Items listed in a dataset:
▬▬▬▬▬▬▬▬▬▬
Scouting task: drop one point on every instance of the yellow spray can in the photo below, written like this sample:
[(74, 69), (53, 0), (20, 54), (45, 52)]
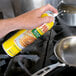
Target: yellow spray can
[(22, 38)]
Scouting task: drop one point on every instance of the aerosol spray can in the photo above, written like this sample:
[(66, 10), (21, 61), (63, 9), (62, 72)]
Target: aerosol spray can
[(23, 38)]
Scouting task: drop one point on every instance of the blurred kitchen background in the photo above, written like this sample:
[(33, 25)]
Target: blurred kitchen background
[(40, 53), (12, 8)]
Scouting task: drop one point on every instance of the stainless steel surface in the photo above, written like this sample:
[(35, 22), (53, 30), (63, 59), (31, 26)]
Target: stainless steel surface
[(65, 50), (68, 17), (22, 6), (47, 69)]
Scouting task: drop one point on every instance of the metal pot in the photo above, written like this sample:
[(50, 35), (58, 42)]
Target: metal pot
[(68, 15), (65, 51)]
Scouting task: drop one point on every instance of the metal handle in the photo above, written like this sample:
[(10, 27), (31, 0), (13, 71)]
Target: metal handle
[(47, 69)]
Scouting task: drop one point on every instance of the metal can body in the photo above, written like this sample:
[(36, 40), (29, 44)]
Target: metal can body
[(25, 37)]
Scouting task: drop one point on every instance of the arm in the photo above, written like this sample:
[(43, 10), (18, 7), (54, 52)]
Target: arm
[(29, 20)]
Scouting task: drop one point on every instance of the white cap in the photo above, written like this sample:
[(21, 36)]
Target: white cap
[(55, 14)]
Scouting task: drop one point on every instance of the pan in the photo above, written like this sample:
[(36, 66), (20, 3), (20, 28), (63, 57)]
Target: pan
[(65, 51)]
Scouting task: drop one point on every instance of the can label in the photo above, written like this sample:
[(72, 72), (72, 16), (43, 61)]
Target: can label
[(25, 37)]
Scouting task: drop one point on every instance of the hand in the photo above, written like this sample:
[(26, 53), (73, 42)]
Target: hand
[(32, 19)]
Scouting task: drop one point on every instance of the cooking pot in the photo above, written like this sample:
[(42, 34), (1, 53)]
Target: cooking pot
[(65, 51), (68, 15)]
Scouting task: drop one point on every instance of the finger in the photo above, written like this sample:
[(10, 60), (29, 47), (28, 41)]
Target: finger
[(46, 19), (48, 7)]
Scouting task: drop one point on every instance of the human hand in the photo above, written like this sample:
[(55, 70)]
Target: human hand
[(32, 19)]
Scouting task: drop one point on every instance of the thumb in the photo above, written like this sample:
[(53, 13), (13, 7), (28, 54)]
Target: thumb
[(46, 19)]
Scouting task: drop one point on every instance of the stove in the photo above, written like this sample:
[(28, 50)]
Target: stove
[(37, 55)]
▬▬▬▬▬▬▬▬▬▬
__JOB__: Copy out all the data above word for word, leaving out the picture.

__COMPLETE OUTPUT__:
Scouting task: drop one point on every instance of the yellow spray can in the photo below, written like this sample:
[(74, 69), (53, 0), (20, 54), (45, 52)]
Target: yellow spray can
[(22, 38)]
Scouting task: drop one point on every instance of the aerosol spray can in the photo above, written like this sample:
[(66, 10), (21, 61), (63, 9), (62, 72)]
Target: aerosol spray can
[(23, 38)]
Scouting task: drop one point on every instance of the blurred kitchen background in the photo above, written like this sample:
[(33, 25)]
Target: blurred kitchen background
[(40, 53), (12, 8)]
Scouting task: drop one point on every instance of the stainless steel surface in the photo above, written like this sample:
[(35, 22), (53, 30), (63, 59), (31, 26)]
Target: stainless steel surface
[(65, 50), (68, 17), (22, 6), (47, 69)]
Scouting task: drop one point on every instance of the metal pot in the photo above, written like this sample:
[(50, 35), (58, 42)]
Target: metal pot
[(68, 15), (65, 51)]
Scouting task: drop one point on every instance of the metal handle in the photo above, written like this sample:
[(10, 27), (31, 0), (13, 71)]
Target: metal handle
[(47, 69)]
Scouting task: drop one point on every instance of the metal can body in the photo above, written like this sample:
[(36, 40), (29, 44)]
Target: metal can body
[(25, 37)]
Scouting task: drop one point on every instance of the arm in the photo above, written like this sample:
[(43, 10), (18, 7), (54, 52)]
Target: arm
[(29, 20)]
Scouting task: drop one point on every instance of the white cap in the photo above, written like this sample:
[(21, 36)]
Target: white cap
[(55, 14)]
Scouting task: drop one point on every instance of the pan in the photo above, written like this sample:
[(36, 66), (20, 3), (20, 28), (63, 57)]
Target: pan
[(65, 51)]
Scouting task: drop one point on every instance of the can label in the photo above, written like this sample:
[(72, 72), (72, 16), (43, 61)]
Target: can label
[(25, 37)]
Scouting task: drop one point on every instance of the hand in the photo above, written like this sample:
[(26, 53), (73, 42)]
Target: hand
[(32, 19)]
Scouting task: drop one point on every instance of the cooking pot in the photo above, written like this sample:
[(42, 34), (1, 53)]
Target: cooking pot
[(65, 51), (68, 15)]
Scouting task: drop one point on every instance of the finger in the photo above, written like this sample:
[(10, 60), (29, 47), (28, 41)]
Target: finger
[(46, 19), (48, 7)]
Scouting task: drop one point on every instance of the human hand in the photo above, written like this sample:
[(55, 70)]
Target: human hand
[(32, 19)]
Scouting task: drop one point on every instance of the thumb in the photo above, written like this sample:
[(53, 13), (13, 7), (28, 54)]
Target: thumb
[(46, 19)]
Scouting task: drop one point on every instance of the stove in the photo above, written like this sample:
[(28, 50)]
Target: stove
[(37, 55)]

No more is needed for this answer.